TASK PROMPT:
State how many lines of the records below contain the string "post", treating case as significant. Give only the number.

[Detection annotation records]

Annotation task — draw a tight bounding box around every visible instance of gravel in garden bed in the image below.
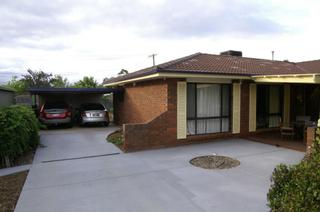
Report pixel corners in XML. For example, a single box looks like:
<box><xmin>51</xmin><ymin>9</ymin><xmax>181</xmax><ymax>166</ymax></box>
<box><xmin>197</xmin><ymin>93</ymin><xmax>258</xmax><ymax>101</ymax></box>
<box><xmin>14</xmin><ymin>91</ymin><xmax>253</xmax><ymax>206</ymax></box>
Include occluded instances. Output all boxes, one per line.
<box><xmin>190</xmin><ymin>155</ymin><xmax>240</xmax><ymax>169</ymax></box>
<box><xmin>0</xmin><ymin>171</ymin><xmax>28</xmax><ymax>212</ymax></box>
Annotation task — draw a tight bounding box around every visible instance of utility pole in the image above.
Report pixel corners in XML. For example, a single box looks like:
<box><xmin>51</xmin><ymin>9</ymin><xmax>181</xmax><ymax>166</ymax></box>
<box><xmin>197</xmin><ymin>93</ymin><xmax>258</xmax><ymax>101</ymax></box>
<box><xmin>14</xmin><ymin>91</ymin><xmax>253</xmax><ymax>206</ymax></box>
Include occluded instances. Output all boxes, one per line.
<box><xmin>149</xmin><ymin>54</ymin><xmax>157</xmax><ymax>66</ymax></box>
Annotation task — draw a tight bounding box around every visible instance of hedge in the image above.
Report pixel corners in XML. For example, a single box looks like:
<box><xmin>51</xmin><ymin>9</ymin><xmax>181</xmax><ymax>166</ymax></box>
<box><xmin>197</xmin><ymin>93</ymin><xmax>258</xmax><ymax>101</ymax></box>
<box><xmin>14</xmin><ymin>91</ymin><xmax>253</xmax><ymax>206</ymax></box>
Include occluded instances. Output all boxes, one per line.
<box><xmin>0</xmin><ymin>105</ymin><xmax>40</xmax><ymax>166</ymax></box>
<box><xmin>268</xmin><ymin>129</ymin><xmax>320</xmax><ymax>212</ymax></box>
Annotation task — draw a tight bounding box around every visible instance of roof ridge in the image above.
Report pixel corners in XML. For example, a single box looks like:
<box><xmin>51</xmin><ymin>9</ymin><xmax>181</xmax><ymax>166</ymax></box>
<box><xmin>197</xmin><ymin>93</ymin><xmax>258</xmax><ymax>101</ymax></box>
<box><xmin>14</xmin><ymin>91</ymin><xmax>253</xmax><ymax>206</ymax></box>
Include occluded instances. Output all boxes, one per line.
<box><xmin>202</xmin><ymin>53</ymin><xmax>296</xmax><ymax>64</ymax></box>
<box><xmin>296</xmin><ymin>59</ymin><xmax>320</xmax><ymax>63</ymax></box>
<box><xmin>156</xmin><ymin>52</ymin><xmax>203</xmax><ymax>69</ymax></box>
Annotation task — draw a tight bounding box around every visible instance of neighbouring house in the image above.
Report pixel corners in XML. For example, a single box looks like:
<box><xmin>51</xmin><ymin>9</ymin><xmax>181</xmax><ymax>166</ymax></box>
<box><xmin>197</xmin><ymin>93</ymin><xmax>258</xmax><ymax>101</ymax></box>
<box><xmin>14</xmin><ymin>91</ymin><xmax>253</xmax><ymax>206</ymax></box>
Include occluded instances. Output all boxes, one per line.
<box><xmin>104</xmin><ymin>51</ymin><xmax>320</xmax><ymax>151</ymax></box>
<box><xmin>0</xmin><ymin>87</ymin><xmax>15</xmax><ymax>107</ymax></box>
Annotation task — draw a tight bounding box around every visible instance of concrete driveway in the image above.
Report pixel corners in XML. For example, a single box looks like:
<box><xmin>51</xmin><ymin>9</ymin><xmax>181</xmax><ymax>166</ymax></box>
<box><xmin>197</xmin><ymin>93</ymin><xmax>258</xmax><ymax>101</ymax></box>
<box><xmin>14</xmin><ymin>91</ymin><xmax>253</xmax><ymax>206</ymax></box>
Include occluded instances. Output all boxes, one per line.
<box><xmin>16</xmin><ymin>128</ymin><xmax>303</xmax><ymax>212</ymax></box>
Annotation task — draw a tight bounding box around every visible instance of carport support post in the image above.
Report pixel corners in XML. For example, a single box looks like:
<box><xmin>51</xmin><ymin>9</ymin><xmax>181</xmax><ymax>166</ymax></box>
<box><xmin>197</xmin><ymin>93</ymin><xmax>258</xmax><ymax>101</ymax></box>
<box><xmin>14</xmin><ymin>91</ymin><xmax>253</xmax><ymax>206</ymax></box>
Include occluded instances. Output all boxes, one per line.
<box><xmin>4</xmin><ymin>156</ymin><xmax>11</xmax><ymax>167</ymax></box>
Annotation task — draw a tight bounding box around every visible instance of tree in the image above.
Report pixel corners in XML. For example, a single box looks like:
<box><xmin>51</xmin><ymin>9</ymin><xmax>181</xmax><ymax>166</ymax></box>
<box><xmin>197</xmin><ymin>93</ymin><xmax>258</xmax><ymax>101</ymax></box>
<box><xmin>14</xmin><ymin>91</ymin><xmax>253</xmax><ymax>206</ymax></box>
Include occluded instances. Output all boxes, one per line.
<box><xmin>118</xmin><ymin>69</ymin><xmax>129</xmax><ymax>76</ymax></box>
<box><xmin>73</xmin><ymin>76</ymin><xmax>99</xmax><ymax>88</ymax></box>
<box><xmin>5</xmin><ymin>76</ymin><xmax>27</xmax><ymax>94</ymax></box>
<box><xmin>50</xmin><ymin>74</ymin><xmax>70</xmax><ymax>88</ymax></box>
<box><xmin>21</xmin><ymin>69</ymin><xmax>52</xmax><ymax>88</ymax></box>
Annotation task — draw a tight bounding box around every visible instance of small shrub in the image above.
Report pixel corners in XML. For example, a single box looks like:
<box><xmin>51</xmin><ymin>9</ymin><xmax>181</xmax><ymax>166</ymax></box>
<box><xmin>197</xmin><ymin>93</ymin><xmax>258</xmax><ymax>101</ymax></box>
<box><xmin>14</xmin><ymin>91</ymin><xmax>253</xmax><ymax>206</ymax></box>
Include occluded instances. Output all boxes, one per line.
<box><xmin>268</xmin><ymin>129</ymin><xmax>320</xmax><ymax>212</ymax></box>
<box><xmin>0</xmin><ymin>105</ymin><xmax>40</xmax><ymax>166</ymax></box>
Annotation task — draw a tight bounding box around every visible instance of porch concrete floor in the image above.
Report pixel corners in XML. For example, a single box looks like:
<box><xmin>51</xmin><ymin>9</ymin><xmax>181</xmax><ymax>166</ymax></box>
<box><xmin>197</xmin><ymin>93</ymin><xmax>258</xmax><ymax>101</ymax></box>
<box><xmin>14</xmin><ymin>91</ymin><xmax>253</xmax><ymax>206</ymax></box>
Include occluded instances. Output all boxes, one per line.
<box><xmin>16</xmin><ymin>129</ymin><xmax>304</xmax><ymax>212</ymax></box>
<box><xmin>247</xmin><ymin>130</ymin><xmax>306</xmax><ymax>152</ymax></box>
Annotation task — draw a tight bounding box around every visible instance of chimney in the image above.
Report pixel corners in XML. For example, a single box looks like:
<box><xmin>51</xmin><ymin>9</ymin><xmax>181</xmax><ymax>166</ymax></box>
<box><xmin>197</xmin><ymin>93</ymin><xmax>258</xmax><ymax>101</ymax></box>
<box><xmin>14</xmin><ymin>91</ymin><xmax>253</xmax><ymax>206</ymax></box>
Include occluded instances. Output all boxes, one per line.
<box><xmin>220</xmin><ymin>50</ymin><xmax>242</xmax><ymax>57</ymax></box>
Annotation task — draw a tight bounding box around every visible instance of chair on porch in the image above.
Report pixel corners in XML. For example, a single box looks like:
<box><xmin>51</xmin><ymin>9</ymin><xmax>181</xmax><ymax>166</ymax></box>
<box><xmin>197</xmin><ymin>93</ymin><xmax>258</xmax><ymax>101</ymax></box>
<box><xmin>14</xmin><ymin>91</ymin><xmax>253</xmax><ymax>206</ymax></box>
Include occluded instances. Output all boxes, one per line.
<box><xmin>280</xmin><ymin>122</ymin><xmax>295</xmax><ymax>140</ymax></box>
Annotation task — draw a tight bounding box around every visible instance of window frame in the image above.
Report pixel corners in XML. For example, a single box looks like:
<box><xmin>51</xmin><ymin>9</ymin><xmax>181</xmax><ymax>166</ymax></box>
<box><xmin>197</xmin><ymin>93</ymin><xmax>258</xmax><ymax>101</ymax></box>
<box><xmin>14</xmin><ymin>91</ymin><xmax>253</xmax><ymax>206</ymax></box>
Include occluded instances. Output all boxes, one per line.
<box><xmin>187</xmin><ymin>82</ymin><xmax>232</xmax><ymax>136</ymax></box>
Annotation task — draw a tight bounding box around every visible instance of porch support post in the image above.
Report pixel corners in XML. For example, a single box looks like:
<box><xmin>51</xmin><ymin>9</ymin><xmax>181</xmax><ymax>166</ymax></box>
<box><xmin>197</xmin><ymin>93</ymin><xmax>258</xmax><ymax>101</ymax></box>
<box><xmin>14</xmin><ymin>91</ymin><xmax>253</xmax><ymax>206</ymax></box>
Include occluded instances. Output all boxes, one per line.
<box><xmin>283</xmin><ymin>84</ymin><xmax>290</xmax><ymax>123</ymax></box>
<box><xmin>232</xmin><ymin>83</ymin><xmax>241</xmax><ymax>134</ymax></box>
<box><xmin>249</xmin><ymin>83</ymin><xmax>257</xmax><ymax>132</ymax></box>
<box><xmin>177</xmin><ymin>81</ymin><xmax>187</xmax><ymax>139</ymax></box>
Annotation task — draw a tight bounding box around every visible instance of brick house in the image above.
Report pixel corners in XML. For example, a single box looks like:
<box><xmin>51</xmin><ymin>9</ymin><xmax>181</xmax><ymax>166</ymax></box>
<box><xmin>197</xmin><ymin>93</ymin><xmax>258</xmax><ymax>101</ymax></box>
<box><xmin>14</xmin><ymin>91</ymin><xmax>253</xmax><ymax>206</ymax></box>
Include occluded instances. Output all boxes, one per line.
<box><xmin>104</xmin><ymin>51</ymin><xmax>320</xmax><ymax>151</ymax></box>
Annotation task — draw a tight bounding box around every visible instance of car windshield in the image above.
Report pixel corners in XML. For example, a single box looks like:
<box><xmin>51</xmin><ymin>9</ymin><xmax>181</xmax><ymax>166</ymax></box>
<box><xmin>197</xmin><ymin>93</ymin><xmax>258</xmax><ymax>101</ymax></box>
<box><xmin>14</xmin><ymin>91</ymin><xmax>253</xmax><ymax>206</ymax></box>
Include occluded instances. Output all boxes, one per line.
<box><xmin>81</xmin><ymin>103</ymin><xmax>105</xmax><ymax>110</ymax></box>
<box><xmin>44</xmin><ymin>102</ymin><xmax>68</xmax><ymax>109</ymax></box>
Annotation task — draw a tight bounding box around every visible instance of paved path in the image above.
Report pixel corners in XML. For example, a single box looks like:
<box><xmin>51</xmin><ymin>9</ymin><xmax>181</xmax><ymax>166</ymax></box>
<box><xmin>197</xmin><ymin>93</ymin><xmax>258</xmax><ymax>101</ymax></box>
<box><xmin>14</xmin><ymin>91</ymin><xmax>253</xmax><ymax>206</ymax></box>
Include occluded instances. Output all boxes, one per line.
==
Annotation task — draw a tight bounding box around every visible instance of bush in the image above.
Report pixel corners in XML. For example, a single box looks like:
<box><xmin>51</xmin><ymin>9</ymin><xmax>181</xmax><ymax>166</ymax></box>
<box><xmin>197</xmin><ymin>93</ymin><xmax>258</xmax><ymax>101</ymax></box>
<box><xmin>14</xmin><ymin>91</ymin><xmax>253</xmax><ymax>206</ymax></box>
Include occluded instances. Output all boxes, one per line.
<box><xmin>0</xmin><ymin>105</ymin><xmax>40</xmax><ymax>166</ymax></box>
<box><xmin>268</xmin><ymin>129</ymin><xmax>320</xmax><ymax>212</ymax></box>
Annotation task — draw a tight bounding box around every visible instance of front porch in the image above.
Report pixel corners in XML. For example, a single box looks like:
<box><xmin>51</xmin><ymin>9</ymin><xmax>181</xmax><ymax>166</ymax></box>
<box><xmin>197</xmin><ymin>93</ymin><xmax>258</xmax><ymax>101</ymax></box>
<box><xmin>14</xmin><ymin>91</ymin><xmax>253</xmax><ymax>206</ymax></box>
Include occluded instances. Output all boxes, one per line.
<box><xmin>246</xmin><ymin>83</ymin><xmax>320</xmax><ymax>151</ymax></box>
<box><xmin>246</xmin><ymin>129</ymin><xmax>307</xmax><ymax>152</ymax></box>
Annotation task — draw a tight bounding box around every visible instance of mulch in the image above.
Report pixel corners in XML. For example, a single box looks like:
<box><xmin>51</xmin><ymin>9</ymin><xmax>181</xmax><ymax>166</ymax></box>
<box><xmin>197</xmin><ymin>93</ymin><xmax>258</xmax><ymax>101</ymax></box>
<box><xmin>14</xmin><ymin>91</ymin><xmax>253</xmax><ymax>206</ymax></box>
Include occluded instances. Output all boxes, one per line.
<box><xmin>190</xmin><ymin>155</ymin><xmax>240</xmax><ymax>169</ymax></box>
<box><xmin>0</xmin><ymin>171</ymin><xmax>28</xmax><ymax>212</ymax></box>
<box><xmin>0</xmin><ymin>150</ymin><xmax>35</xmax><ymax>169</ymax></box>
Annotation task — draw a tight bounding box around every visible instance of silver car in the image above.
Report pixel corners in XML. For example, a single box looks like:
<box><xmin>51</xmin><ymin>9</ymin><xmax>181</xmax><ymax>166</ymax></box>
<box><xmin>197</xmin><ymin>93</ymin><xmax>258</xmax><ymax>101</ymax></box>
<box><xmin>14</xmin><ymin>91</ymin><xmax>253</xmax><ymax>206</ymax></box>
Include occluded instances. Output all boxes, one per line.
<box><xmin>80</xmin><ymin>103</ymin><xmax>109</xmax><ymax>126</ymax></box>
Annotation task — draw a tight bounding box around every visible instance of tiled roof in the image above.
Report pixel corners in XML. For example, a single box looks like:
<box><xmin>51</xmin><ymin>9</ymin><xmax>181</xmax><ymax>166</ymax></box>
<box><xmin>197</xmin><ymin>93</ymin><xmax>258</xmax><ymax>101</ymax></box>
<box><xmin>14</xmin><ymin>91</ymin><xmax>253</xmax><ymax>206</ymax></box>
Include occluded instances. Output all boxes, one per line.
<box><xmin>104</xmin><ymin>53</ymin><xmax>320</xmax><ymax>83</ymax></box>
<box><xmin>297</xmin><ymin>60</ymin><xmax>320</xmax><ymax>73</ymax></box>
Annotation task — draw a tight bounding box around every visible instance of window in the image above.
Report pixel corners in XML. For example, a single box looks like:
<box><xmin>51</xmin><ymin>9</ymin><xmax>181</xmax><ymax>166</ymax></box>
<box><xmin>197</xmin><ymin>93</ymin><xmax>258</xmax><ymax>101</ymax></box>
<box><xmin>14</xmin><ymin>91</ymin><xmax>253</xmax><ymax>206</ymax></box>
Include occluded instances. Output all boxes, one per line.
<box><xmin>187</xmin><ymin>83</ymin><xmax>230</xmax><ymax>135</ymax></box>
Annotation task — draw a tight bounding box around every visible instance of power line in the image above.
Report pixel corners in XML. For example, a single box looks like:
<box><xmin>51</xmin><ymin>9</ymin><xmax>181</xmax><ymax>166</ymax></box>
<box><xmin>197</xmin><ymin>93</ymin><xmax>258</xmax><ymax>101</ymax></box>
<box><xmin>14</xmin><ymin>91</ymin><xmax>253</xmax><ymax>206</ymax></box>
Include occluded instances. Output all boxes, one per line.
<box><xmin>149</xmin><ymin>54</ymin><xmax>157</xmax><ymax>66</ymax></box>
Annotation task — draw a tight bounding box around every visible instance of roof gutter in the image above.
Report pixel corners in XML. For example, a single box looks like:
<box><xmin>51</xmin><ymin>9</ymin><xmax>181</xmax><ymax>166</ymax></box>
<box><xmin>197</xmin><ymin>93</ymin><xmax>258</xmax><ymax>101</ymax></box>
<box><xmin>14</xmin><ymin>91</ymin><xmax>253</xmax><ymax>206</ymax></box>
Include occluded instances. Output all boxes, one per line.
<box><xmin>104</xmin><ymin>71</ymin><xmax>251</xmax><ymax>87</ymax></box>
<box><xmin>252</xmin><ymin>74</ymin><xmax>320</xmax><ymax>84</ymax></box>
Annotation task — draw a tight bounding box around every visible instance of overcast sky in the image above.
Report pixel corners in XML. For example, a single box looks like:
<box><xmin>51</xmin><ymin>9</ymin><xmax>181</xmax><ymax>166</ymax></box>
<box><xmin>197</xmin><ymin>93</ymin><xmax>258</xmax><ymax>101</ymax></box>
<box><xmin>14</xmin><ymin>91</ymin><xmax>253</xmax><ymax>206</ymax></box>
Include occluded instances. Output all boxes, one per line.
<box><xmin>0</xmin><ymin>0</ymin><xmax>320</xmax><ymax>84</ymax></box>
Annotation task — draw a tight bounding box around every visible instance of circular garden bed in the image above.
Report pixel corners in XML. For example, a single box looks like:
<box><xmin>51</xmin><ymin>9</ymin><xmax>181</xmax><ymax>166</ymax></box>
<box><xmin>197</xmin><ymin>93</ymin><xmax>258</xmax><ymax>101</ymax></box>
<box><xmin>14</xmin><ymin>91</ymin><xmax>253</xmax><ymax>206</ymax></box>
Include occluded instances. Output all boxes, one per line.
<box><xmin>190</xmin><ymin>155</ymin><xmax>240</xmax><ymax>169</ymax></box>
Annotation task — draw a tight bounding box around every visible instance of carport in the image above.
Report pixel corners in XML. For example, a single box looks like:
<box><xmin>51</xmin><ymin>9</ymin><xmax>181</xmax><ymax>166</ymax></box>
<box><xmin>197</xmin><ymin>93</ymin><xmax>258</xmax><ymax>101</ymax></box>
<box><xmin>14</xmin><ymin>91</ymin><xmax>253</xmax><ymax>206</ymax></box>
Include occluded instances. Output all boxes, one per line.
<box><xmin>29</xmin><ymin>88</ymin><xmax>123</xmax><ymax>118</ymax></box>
--
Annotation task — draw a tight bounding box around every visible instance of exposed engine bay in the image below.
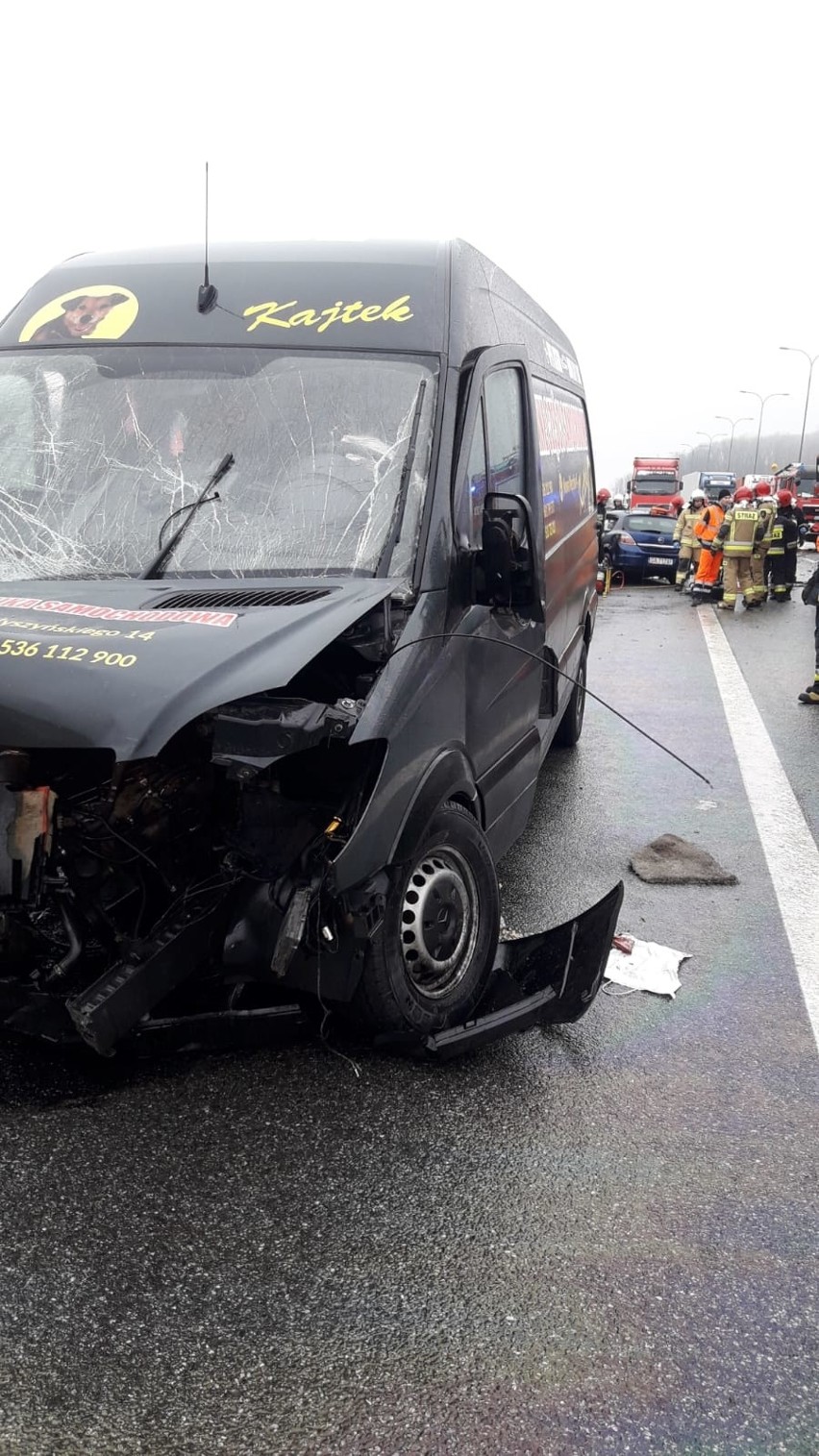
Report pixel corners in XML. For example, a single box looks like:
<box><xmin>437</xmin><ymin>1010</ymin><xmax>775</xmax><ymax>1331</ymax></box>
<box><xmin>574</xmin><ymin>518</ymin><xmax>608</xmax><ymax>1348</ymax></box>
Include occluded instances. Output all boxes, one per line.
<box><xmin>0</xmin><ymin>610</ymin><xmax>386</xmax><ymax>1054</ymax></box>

TASK RESPONSE:
2